Akhir Gejala El Nino 2015/2016
Paulus Agus Winarso ;
Pengajar pada STMKG Jakarta
|
KOMPAS, 10 Mei 2016
Gejala alam El Nino
kelihatannya mulai dipahami sebagian masyarakat, terutama dampaknya pada
cuaca dan iklim di Indonesia. Gejala alam yang mula-mula diperkenalkan para
nelayan di pantai barat Amerika, menjadi terkenal tahun 1982/1983 saat
terjadi cuaca ekstrem di Nusantara. Saat itu terjadi kondisi kurang hujan
untuk hampir sebagian kawasan wilayah Indonesia kecuali kawasan Indonesia bagian
barat sebelah barat.
Dampak El Nino amat
mengganggu sektor perekonomian. Ketahanan pangan porak-poranda pada 1991 dan
kebakaran hutan dan lahan merajalela. Padahal, pada periode sebelum 1990
kondisi cuaca dan iklim kondusif dan mendukung berbagai kegiatan bercocok
tanam, berladang, dan minim dengan kebakaran hutan dan lahan.
——————————
Kembalikan teks sumber tentang El Nino 2015/2016 secara utuh tanpa mengubah satu kata pun.

## Data yang Diberikan
——————————
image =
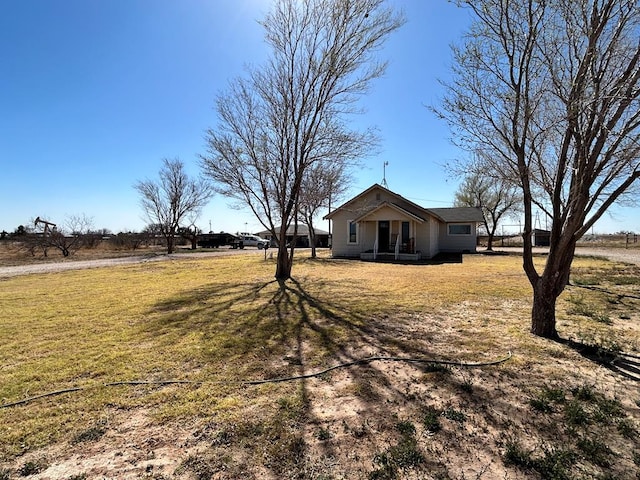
——————————
## Jawaban Tertulis
Akhir Gejala El Nino 2015/2016
Paulus Agus Winarso ;
Pengajar pada STMKG Jakarta
|
KOMPAS, 10 Mei 2016
Gejala alam El Nino
kelihatannya mulai dipahami sebagian masyarakat, terutama dampaknya pada
cuaca dan iklim di Indonesia. Gejala alam yang mula-mula diperkenalkan para
nelayan di pantai barat Amerika, menjadi terkenal tahun 1982/1983 saat
terjadi cuaca ekstrem di Nusantara. Saat itu terjadi kondisi kurang hujan
untuk hampir sebagian kawasan wilayah Indonesia kecuali kawasan Indonesia bagian
barat sebelah barat.
Dampak El Nino amat
mengganggu sektor perekonomian. Ketahanan pangan porak-poranda pada 1991 dan
kebakaran hutan dan lahan merajalela. Padahal, pada periode sebelum 1990
kondisi cuaca dan iklim kondusif dan mendukung berbagai kegiatan bercocok
tanam, berladang, dan minim dengan kebakaran hutan dan lahan.